> **INSTRUCTIONS TO FOLLOW**
Gather every line in the records that contains the string "helmet", and copy each of those lines in full.

> **INPUT RECORDS**
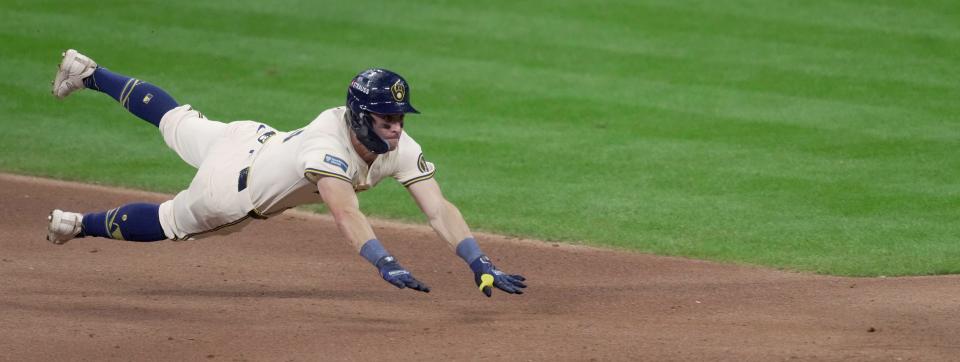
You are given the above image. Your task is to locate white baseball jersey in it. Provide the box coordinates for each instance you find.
[160,105,435,240]
[249,107,434,215]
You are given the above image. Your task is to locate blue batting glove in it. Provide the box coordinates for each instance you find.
[376,255,430,293]
[470,255,527,298]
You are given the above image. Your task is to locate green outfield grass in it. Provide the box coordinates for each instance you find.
[0,0,960,276]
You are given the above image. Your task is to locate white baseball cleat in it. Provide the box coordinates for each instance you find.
[53,49,97,99]
[47,209,83,245]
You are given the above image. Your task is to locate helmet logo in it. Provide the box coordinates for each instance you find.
[350,79,370,94]
[390,79,407,102]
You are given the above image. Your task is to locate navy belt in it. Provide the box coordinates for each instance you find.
[237,167,267,220]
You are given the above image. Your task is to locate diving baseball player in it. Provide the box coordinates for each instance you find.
[47,49,526,297]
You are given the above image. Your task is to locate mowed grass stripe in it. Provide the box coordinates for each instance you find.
[0,1,960,275]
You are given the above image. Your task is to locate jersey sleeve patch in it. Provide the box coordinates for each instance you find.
[401,170,436,187]
[323,154,350,172]
[303,168,353,183]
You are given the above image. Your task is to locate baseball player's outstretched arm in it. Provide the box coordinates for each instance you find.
[317,177,430,292]
[407,178,527,297]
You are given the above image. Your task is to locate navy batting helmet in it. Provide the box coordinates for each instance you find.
[347,68,420,153]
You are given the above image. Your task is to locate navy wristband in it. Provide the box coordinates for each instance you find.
[360,239,390,266]
[457,238,483,264]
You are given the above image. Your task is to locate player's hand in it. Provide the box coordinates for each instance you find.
[377,255,430,293]
[470,255,527,298]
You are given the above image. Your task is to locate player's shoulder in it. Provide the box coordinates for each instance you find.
[307,106,346,130]
[397,131,423,156]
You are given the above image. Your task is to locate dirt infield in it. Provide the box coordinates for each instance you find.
[0,174,960,361]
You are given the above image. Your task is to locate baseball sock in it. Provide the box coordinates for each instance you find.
[79,203,167,241]
[83,67,179,127]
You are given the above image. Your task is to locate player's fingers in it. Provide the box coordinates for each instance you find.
[387,279,406,289]
[405,277,430,293]
[504,275,527,288]
[493,280,523,294]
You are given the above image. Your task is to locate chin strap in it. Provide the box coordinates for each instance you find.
[347,108,390,154]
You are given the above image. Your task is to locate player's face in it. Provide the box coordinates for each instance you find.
[371,114,403,151]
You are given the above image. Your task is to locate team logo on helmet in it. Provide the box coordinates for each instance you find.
[390,79,407,102]
[417,153,427,172]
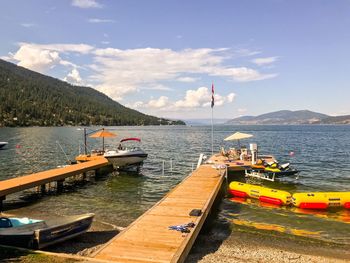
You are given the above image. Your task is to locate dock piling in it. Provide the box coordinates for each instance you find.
[0,196,6,213]
[56,179,64,193]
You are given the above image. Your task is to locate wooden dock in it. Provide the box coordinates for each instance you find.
[0,157,108,211]
[208,153,275,171]
[94,165,226,263]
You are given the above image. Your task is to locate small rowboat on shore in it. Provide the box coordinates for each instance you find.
[0,213,95,249]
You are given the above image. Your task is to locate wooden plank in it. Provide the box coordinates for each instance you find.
[0,157,108,196]
[94,165,224,262]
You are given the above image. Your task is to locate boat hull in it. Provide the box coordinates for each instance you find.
[0,214,94,249]
[105,152,148,168]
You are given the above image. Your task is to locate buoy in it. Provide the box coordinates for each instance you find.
[264,167,281,173]
[292,192,350,210]
[229,182,292,205]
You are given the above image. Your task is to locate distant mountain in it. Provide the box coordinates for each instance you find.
[184,119,229,125]
[320,115,350,124]
[226,110,334,125]
[0,59,185,127]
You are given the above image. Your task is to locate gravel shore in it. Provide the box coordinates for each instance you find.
[186,223,350,263]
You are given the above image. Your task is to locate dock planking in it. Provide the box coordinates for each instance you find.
[94,165,226,263]
[0,157,108,203]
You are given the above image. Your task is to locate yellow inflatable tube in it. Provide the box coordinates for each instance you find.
[292,192,350,209]
[229,181,292,205]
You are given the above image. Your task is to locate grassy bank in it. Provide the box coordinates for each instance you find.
[0,246,79,263]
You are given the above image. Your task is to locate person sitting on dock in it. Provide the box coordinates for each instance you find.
[227,148,239,160]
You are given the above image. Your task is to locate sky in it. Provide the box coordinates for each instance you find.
[0,0,350,119]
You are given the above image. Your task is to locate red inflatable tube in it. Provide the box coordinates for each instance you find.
[230,190,248,198]
[259,196,283,205]
[299,203,328,209]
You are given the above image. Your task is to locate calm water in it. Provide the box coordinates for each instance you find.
[0,126,350,244]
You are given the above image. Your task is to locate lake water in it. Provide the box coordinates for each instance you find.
[0,126,350,244]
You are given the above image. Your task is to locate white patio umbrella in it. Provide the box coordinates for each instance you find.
[224,132,253,147]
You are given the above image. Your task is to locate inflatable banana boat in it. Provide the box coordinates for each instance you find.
[292,192,350,209]
[229,181,292,205]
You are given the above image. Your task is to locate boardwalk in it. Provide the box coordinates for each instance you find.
[94,165,226,263]
[0,157,108,208]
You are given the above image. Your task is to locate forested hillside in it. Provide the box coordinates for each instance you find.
[0,60,184,126]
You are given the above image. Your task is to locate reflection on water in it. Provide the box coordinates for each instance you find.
[0,126,350,243]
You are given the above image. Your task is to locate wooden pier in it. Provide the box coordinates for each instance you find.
[0,157,109,211]
[94,165,226,263]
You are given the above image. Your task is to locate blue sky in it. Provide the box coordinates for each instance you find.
[0,0,350,119]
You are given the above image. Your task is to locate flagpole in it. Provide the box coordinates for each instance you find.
[211,83,215,156]
[211,104,214,155]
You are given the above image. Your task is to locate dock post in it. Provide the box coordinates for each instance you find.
[0,196,6,212]
[56,179,64,193]
[40,184,46,195]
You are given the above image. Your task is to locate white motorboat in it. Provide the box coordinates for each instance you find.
[103,138,148,169]
[0,142,8,149]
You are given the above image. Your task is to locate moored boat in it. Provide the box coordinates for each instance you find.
[103,138,148,168]
[0,213,95,249]
[0,142,8,149]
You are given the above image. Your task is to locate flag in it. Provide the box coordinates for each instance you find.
[211,83,214,108]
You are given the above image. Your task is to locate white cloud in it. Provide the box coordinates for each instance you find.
[13,46,62,73]
[128,87,235,111]
[209,67,277,82]
[143,84,173,91]
[19,42,94,54]
[148,96,169,109]
[252,57,278,66]
[21,23,36,28]
[63,68,82,85]
[72,0,103,8]
[175,87,211,108]
[176,77,198,82]
[9,43,93,73]
[88,18,115,23]
[9,43,277,103]
[91,48,276,100]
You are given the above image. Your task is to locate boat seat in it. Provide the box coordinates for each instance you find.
[0,217,12,228]
[280,163,289,170]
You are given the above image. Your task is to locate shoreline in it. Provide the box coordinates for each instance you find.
[0,210,350,263]
[185,224,350,263]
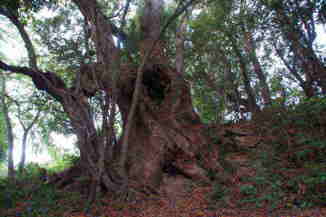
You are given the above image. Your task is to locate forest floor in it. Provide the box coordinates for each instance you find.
[0,116,326,217]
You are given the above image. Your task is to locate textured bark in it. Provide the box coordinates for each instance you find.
[175,14,187,74]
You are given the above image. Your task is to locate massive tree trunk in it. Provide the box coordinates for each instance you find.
[0,0,218,191]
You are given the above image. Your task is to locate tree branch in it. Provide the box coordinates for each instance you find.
[0,60,67,101]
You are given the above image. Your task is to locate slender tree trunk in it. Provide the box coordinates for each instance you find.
[175,14,187,74]
[19,131,28,171]
[244,32,272,105]
[230,36,259,114]
[273,43,315,98]
[18,110,41,171]
[1,75,15,180]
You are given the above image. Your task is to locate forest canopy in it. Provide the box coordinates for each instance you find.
[0,0,326,214]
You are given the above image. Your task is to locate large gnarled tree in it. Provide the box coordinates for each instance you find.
[0,0,217,196]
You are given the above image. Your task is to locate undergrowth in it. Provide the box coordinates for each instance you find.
[211,98,326,210]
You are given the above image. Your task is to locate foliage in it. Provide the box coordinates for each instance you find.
[49,154,80,172]
[0,164,82,217]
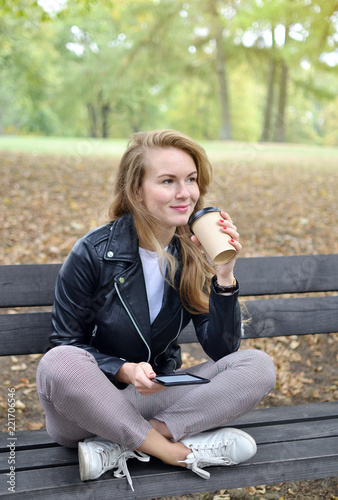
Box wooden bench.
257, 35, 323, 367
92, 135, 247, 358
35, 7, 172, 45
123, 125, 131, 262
0, 255, 338, 500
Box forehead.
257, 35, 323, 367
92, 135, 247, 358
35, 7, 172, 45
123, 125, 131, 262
146, 147, 197, 175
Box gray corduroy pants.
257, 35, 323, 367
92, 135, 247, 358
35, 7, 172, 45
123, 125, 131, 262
37, 346, 276, 450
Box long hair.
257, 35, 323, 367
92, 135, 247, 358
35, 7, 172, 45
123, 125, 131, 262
109, 130, 214, 314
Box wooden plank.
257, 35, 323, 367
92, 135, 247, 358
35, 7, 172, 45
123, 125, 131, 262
0, 438, 338, 500
0, 446, 78, 474
235, 254, 338, 296
179, 296, 338, 344
0, 312, 51, 356
0, 418, 338, 473
0, 254, 338, 307
0, 264, 61, 307
231, 401, 338, 427
244, 296, 338, 338
0, 429, 59, 453
0, 401, 338, 452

> **TASK SOLUTION**
You are given the above image. Your task is to locate helmet logo in it. Provide the box coordinates for each instance you find.
You are given the above image. Your task is to locate navy batting helmet in it. Provide the box coordinates for each instance you find.
You are given the above image. Your task is to locate team logo on helmet in it. Provide the box coordinates for each instance you find.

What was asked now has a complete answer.